Leisure: The Guggenheim Gamble

Sheldon Adelson throws his arms up, waves them with a flourish, and declares, “Not even Bugsy Siegel would have thought of this!” Adelson is presiding over the October opening of the Guggenheim Las Vegas and Guggenheim Hermitage museums of modern art at The Venetian, his Las Vegas resort. This is the art museum event of the year, and hundreds have turned out—museum trustees, movie stars, and journalists from around the world.

Missing from the throng are some prominent members of the art museum community. While the aftermath of September 11 has kept some at home, several probably would not have come anyway. Many of them feel that the new Guggenheims embody everything that is wrong with art museums today: cheeky architecture, elevation of popular culture over fine art, homage to box office rather than scholarship, style over substance. But not everyone in the art world feels that way. Some applaud exhibits designed to trigger attention, and think that marketing art does not have to mean dumbing it down.

----------

#### [STATED GOAL A]
According to the Guggenheim article, what faults do many in the art museum community see in the new Guggenheims? List each one.
The Guggenheim article and the entries that follow it come from unrelated sources.

Saved entries:

----------

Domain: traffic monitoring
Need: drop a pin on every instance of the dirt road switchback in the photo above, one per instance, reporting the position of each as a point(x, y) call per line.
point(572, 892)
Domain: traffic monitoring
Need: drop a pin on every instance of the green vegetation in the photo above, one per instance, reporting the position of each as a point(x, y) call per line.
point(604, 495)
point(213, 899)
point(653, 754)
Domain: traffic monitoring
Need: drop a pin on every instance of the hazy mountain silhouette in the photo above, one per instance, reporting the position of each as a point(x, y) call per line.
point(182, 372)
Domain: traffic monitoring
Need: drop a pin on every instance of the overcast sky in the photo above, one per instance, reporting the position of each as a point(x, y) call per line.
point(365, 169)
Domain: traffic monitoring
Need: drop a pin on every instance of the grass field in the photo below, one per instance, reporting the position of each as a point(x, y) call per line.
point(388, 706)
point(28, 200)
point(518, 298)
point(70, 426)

----------

#### [STATED GOAL B]
Quote the saved entries from their first line up to and including the line with "point(653, 754)".

#### [FINAL RESULT A]
cheeky architecture
elevation of popular culture over fine art
homage to box office rather than scholarship
style over substance

#### [FINAL RESULT B]
Domain: traffic monitoring
Need: drop a pin on every instance of the dirt road switchback in the photo above, one per instance, reporting the position of each as a point(x, y) call per line.
point(572, 892)
Domain: traffic monitoring
Need: drop a pin on every instance of the green vegetation in the photo above, one per instance, reporting the position of each as a point(x, y) call per line.
point(604, 495)
point(213, 899)
point(653, 754)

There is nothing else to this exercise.